=== PROBLEM TO WORK ON ===
Rewrite the material below, replacing "pectoral fin" with "dorsal fin" and leaving all other text unchanged.

=== Stored records ===
* * * *

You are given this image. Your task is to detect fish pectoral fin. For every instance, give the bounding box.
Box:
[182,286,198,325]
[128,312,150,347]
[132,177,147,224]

* * * *

=== TASK RESULT ===
You are given this image. Your task is to detect fish dorsal fin. For every instance, give the bounding box.
Box:
[182,286,198,325]
[128,312,150,347]
[132,177,147,224]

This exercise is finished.